Pedido 1:
Pode copiar sem nenhuma alteração tudo o que vai da linha dos registros que contém "Please complete this annotation. The target class is wooden" até o fim dos registros, incluindo as duas pontas?

Texto apresentado:

Santa Bárbara d’Oeste, 22/06/2019
Em abril do ano de 2018 fora acrescidos novos dispositivos legais à Lei de introdução ÀS Normas do Direito Brasileiro (Decreto-lei 4.657/42), anteriormente denominada Lei de Introdução ao Código Civil que, tem, por finalidade precípua de disciplinar a aplicação das normas jurídicas brasileiras, do que, é considerada uma norma “intra legis”, já que contém um conjunto de preceitos que regulam a vigência, validade, a eficácia, a aplicação, interpretação, revogação e ainda, releva alguns princípios constitucionais necessários a harmonização do sistema jurídico, tais como ato jurídico perfeito e acabado, coisa julgada e direito adquirido.
Assim, na condição de norma “intra legis”, traz em si o princípio da irretroatividade da norma legal, salvo para beneficiar o infrator, e, define ainda, as condições para ocorrência da ultratividade e efeito repristinatório.
Os dispositivos inseridos na LINDB o foram pela Lei nº 13.655, de 2018, de autoria do Senador Antonio Anastasia.
Segundo o parecer da Relatora Senadora Simone Tebet, o advento dos novos dispositivos legais à LINDB teve por fim “…A proposição, ao incluir na LINDB os arts. 20 a 29, visa a melhorar a qualidade da atividade decisória exercida nos diversos níveis (federal, estados e municípios), dos Poderes (Executivo, Legislativo e Judiciário) e dos órgãos autônomos de controle (Tribunais de Contas e Ministério Público) e garantir, com isso, a eficiência e segurança jurídica na criação, interpretação e aplicação das normas de Direito Público”.
A normatização em comento exsurge de estudos e no anteprojeto elaborados pelos professores Carlos Ari Sundfeld e Floriano de Azevedo Marques Neto.

Dados da tarefa:
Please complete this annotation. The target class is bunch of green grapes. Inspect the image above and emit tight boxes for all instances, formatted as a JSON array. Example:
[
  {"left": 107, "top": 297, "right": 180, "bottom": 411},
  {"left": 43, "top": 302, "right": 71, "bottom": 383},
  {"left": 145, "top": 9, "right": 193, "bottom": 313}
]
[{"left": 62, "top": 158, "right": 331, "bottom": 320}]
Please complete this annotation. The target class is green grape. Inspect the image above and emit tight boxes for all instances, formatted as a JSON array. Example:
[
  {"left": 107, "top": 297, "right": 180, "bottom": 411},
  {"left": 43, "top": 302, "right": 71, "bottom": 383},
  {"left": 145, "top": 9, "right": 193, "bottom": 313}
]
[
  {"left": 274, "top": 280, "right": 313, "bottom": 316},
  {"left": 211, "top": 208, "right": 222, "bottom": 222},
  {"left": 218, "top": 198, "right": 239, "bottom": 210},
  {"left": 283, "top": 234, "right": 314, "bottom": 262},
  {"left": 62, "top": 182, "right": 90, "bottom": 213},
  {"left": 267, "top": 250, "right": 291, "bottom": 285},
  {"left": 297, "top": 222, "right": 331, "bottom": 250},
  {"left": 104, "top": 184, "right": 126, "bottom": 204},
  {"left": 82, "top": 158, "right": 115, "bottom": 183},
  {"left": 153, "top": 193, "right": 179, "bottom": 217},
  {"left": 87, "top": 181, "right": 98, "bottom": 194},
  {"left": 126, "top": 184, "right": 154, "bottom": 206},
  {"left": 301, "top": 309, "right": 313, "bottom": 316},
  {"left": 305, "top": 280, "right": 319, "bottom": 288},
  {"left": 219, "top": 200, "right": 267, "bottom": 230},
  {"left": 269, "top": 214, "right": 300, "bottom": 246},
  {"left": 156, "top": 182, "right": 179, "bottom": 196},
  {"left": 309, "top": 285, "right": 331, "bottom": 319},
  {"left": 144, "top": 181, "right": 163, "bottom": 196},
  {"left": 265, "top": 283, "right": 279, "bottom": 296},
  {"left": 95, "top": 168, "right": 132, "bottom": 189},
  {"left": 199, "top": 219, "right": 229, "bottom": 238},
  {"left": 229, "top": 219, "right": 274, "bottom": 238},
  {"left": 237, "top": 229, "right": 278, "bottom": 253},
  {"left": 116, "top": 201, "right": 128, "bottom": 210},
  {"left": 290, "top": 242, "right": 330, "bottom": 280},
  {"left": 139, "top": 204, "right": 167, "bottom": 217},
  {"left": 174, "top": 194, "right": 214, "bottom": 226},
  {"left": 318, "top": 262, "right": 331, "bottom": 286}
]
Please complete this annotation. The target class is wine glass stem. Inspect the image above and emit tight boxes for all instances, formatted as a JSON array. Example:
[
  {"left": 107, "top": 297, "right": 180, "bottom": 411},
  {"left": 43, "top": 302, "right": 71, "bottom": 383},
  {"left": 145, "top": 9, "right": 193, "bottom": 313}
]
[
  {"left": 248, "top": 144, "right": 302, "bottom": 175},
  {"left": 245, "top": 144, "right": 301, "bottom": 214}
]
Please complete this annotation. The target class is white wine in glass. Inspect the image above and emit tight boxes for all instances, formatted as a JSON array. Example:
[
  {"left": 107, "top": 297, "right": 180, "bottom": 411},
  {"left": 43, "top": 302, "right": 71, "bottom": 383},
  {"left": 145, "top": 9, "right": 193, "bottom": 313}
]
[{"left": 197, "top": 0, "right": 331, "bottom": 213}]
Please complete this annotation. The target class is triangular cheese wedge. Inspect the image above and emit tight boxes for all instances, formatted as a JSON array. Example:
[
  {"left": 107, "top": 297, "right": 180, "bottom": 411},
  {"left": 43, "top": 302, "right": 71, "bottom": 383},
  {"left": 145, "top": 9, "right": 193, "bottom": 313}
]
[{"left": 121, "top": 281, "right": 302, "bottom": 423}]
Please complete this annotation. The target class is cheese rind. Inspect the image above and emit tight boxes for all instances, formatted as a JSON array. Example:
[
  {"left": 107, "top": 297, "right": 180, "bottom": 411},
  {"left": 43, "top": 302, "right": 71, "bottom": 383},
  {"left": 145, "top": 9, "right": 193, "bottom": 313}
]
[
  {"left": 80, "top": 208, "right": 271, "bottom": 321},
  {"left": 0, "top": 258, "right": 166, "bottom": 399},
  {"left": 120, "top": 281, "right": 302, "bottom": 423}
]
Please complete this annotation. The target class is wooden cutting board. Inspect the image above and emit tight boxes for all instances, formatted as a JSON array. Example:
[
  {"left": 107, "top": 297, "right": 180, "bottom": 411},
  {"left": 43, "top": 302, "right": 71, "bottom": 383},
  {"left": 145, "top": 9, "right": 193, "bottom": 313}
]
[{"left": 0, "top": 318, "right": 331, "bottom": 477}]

Pedido 2:
Responda com base no texto sobre a LINDB:
(a) Qual lei inseriu os novos dispositivos na LINDB, e de quem foi a autoria?
(b) Segundo o parecer da relatora, quais artigos a proposição incluiu na LINDB?
(c) Como a LINDB era denominada anteriormente?

Resultado 1:
Please complete this annotation. The target class is wooden cutting board. Inspect the image above and emit tight boxes for all instances, formatted as a JSON array. Example:
[
  {"left": 107, "top": 297, "right": 180, "bottom": 411},
  {"left": 43, "top": 302, "right": 71, "bottom": 383},
  {"left": 145, "top": 9, "right": 193, "bottom": 313}
]
[{"left": 0, "top": 318, "right": 331, "bottom": 477}]

Resultado 2:
(a) A Lei nº 13.655, de 2018, de autoria do Senador Antonio Anastasia.
(b) Os arts. 20 a 29.
(c) Lei de Introdução ao Código Civil.